Multiple AI systems risks

Running multiple AI models in production brings undeniable advantages, including flexibility, specialisation and resilience.

However, it can also multiply the attack surface and operational risks. Each model comes with its own training data lineage, prompting behaviour and integration quirks, which can create blind spots in monitoring and governance. Without unified oversight, it becomes difficult to trace how data is flowing between systems, whether sensitive information is being inadvertently exposed, or how decision logic is being applied across models. For regulated industries in particular, this lack of observability is fast becoming a compliance liability.

Then there’s the challenge of consistency. When different models interpret similar prompts differently, the outputs can diverge in tone, accuracy, or even bias. In a customer service workflow, that could mean one chatbot offering an approved response while another unintentionally violates company policy. In financial services, it could mean discrepancies in how transactions are flagged for fraud review. And in healthcare, inconsistent responses could impact patient trust.

Left unaddressed, these risks undermine the very efficiency and innovation gains that drove multi-model adoption in the first place.

The connective layer

If multi-model adoption is inevitable, organisations need a way to coordinate, monitor and enforce policies across diverse AI models in real time. Technologies, like a Gateway, can help ensure that requests move through the right model at the right moment, that outputs are logged for auditability and that data handling rules, such as anonymizing personally identifiable information (PII), are applied consistently. In other words, organisations need that connective tissue between otherwise isolated AI systems to transform a sprawl of models into a coherent workflow.

**Record set:**
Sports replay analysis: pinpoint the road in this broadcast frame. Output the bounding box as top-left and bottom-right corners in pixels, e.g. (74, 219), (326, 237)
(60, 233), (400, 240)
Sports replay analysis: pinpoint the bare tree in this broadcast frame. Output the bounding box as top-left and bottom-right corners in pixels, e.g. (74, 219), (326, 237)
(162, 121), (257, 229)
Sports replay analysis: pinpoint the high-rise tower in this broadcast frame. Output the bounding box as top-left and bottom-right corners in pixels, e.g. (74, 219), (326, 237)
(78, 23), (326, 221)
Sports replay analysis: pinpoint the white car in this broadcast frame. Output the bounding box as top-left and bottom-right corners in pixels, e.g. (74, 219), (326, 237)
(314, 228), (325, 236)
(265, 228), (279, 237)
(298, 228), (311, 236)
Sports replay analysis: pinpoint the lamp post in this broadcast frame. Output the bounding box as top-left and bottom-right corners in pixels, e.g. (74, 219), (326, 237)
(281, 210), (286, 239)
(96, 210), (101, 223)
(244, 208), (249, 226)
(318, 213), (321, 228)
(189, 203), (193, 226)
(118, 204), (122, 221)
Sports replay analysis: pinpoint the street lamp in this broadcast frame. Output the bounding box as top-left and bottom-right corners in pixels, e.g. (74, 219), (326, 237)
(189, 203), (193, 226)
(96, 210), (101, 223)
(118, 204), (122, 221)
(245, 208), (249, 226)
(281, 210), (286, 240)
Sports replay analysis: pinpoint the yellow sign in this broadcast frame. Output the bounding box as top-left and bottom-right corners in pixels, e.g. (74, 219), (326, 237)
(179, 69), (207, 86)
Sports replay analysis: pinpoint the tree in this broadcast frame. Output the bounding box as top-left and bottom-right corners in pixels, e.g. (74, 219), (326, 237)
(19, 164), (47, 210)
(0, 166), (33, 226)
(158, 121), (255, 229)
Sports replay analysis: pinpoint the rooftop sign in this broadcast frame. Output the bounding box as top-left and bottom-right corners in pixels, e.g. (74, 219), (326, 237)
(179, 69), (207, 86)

**Problem to solve:** Reproduce word for word the stretch of the excerpt on multiple AI systems risks from "The connective layer" through "a coherent workflow.".

**Problem solution:**
The connective layer

If multi-model adoption is inevitable, organisations need a way to coordinate, monitor and enforce policies across diverse AI models in real time. Technologies, like a Gateway, can help ensure that requests move through the right model at the right moment, that outputs are logged for auditability and that data handling rules, such as anonymizing personally identifiable information (PII), are applied consistently. In other words, organisations need that connective tissue between otherwise isolated AI systems to transform a sprawl of models into a coherent workflow.